(Stored items)
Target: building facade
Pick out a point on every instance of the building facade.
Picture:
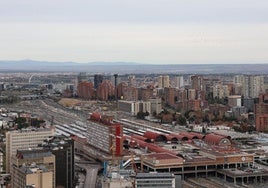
(24, 139)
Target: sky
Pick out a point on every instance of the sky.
(142, 31)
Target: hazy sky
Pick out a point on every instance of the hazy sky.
(144, 31)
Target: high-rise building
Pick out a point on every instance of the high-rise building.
(24, 139)
(261, 113)
(31, 175)
(170, 96)
(130, 93)
(234, 101)
(252, 85)
(156, 105)
(179, 81)
(63, 149)
(105, 90)
(163, 81)
(86, 90)
(98, 78)
(197, 82)
(104, 134)
(33, 157)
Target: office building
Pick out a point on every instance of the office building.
(179, 81)
(252, 86)
(104, 134)
(261, 113)
(234, 101)
(130, 93)
(63, 149)
(85, 90)
(98, 78)
(39, 156)
(156, 106)
(163, 81)
(197, 82)
(24, 139)
(31, 175)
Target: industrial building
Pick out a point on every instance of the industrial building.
(152, 180)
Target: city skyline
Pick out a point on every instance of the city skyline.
(150, 32)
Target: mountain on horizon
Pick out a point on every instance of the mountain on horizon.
(130, 67)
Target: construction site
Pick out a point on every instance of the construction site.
(127, 148)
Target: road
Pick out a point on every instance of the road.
(50, 111)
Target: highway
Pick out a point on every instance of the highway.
(51, 111)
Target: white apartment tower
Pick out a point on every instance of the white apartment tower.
(23, 140)
(252, 86)
(179, 81)
(163, 81)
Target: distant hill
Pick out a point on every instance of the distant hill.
(131, 67)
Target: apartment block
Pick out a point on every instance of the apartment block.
(24, 139)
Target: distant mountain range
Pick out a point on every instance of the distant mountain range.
(131, 68)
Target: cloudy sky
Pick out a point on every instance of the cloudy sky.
(143, 31)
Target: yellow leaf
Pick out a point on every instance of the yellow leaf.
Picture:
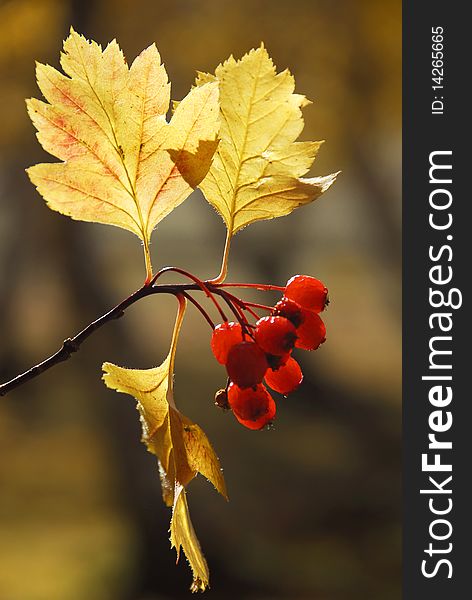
(107, 123)
(181, 447)
(257, 172)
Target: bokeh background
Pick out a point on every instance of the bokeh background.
(314, 510)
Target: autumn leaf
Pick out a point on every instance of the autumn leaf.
(181, 447)
(257, 172)
(107, 123)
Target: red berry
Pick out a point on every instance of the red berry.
(221, 399)
(289, 309)
(275, 362)
(246, 364)
(225, 336)
(309, 292)
(312, 331)
(253, 407)
(286, 379)
(275, 335)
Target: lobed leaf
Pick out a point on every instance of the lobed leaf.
(122, 162)
(181, 447)
(257, 172)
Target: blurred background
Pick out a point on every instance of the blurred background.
(314, 510)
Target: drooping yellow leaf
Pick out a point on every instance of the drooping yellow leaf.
(107, 123)
(181, 447)
(257, 172)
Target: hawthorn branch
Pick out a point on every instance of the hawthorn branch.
(210, 288)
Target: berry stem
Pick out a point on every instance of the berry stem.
(198, 281)
(200, 308)
(264, 287)
(224, 262)
(261, 306)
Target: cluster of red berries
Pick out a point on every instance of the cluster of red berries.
(262, 352)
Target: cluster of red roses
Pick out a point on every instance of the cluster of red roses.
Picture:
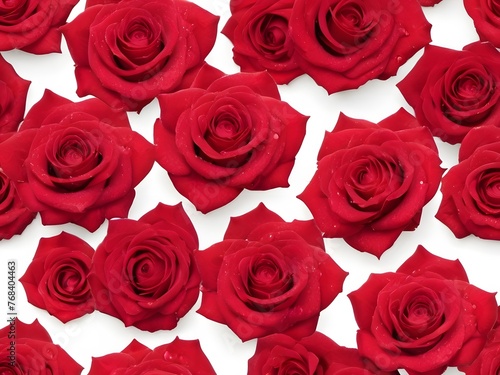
(219, 134)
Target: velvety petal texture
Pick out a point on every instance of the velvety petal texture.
(454, 91)
(13, 92)
(471, 189)
(180, 357)
(227, 133)
(270, 279)
(33, 351)
(76, 162)
(33, 25)
(261, 38)
(127, 53)
(422, 318)
(342, 44)
(144, 272)
(14, 215)
(373, 180)
(316, 354)
(56, 278)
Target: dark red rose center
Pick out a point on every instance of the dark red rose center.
(469, 87)
(271, 37)
(421, 313)
(345, 26)
(296, 361)
(139, 41)
(147, 270)
(372, 177)
(268, 277)
(76, 153)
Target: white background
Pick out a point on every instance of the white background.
(98, 334)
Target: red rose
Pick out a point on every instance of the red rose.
(33, 26)
(423, 317)
(312, 355)
(471, 202)
(14, 215)
(182, 357)
(373, 180)
(13, 91)
(144, 273)
(268, 276)
(488, 361)
(128, 53)
(486, 17)
(261, 38)
(76, 162)
(454, 91)
(342, 44)
(225, 134)
(28, 349)
(429, 3)
(56, 278)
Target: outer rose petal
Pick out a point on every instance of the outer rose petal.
(13, 90)
(34, 347)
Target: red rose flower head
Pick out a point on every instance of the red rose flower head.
(227, 133)
(33, 351)
(268, 276)
(342, 44)
(76, 162)
(33, 25)
(471, 199)
(13, 92)
(373, 180)
(424, 317)
(182, 357)
(261, 37)
(312, 355)
(56, 278)
(454, 91)
(127, 53)
(144, 273)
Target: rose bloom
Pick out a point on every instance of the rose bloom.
(14, 215)
(33, 25)
(225, 134)
(488, 361)
(486, 17)
(342, 44)
(312, 355)
(180, 357)
(422, 318)
(76, 162)
(453, 91)
(261, 38)
(127, 53)
(33, 352)
(56, 278)
(13, 92)
(471, 199)
(144, 272)
(373, 180)
(268, 276)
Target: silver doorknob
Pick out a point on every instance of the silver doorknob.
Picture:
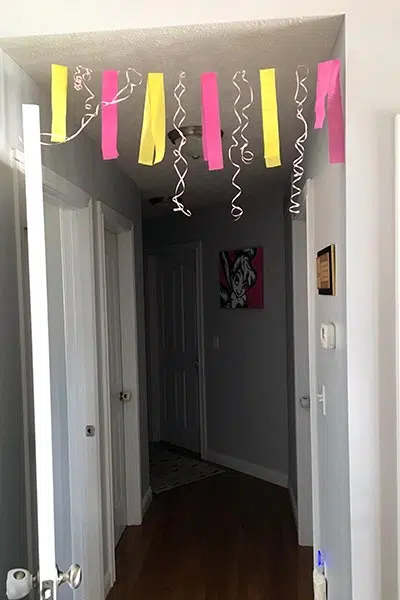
(305, 401)
(73, 577)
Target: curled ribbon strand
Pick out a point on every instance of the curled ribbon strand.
(245, 154)
(81, 78)
(177, 123)
(298, 168)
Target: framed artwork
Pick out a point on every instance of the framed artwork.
(326, 271)
(241, 278)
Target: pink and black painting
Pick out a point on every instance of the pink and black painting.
(241, 278)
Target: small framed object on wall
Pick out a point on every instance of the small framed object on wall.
(326, 271)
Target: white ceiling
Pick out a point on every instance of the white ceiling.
(224, 48)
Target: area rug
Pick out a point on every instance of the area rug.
(170, 470)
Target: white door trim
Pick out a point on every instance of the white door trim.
(197, 247)
(81, 365)
(311, 292)
(397, 321)
(105, 216)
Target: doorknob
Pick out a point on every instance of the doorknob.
(305, 401)
(73, 577)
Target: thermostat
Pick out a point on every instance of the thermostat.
(328, 336)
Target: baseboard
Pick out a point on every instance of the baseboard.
(236, 464)
(146, 500)
(294, 505)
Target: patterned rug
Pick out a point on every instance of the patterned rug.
(169, 470)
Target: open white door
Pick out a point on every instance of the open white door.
(61, 360)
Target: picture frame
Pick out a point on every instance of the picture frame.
(326, 271)
(241, 278)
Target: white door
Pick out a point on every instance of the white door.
(301, 383)
(179, 360)
(116, 382)
(66, 453)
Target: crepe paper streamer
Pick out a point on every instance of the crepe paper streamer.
(329, 89)
(269, 109)
(211, 122)
(81, 80)
(152, 143)
(109, 115)
(59, 87)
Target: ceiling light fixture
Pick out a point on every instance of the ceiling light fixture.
(194, 143)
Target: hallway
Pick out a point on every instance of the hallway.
(229, 537)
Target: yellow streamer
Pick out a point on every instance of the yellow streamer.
(152, 142)
(269, 107)
(59, 87)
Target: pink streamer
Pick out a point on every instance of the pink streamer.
(328, 86)
(211, 123)
(109, 115)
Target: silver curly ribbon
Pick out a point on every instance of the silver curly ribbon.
(298, 169)
(245, 154)
(179, 158)
(81, 78)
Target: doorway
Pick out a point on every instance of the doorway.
(175, 356)
(116, 393)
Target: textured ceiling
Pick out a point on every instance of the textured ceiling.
(224, 48)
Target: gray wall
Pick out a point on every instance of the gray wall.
(329, 193)
(292, 454)
(13, 526)
(247, 375)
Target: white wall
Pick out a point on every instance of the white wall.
(372, 99)
(328, 191)
(302, 436)
(80, 162)
(246, 377)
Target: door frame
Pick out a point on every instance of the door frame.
(309, 195)
(397, 315)
(76, 229)
(151, 253)
(107, 217)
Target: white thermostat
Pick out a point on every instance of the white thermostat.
(328, 336)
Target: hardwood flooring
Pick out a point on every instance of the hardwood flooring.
(229, 537)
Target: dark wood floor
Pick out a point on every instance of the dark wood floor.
(229, 537)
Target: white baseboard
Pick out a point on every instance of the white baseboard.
(294, 505)
(146, 500)
(236, 464)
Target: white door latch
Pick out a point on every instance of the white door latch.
(322, 398)
(20, 582)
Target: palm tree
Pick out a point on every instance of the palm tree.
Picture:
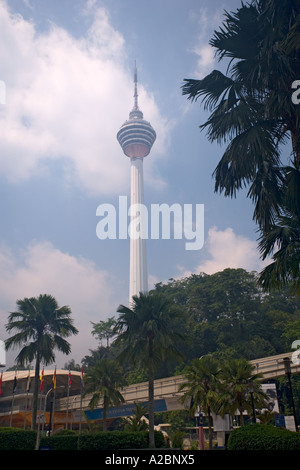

GIVEN REQUEST => Starting at the line that contains "Target: silver curly ribbon" and continuing through the last line of the items, write those lines out again, requests included, with each point coordinate in the answers multiplied by 1.05 and rounded to the nearest whole number, rounding halves up. Leave the pictures out of your answer.

TASK OUTPUT =>
Target: silver curly ribbon
Pick out a point on every instance of the silver curly ribbon.
(313, 177)
(257, 162)
(188, 166)
(85, 82)
Target: doorway
Pick out a point on every instance of the doorway.
(184, 374)
(122, 413)
Target: textured ceiling
Pick out a point on every instance of the textured ceiling.
(235, 50)
Target: gray wall
Pick out a point on every instance of the gray wall.
(345, 203)
(307, 477)
(14, 552)
(259, 394)
Target: white wall
Pick out a point on every instance of the white wall.
(391, 104)
(344, 201)
(317, 458)
(84, 170)
(258, 396)
Target: door frame
Pick out a point on every instance of the door frame.
(324, 205)
(417, 331)
(80, 240)
(159, 266)
(112, 228)
Target: white thermostat
Pick out a point on every instance of the white thermostat.
(344, 353)
Target: hardwood flooring
Pick out a point on every instance of the hardwood flooring.
(240, 564)
Target: dark wood floor
Pick out a point on every instance of the dark wood floor.
(240, 564)
Target: white baseboard
Pick out a point on every instance of the white baseboard.
(309, 530)
(153, 525)
(248, 487)
Target: white door latch
Pick out a point on every instance of the white door latch.
(338, 418)
(21, 611)
Target: palm tree
Pick out a point on every instance of the palm tree.
Picture:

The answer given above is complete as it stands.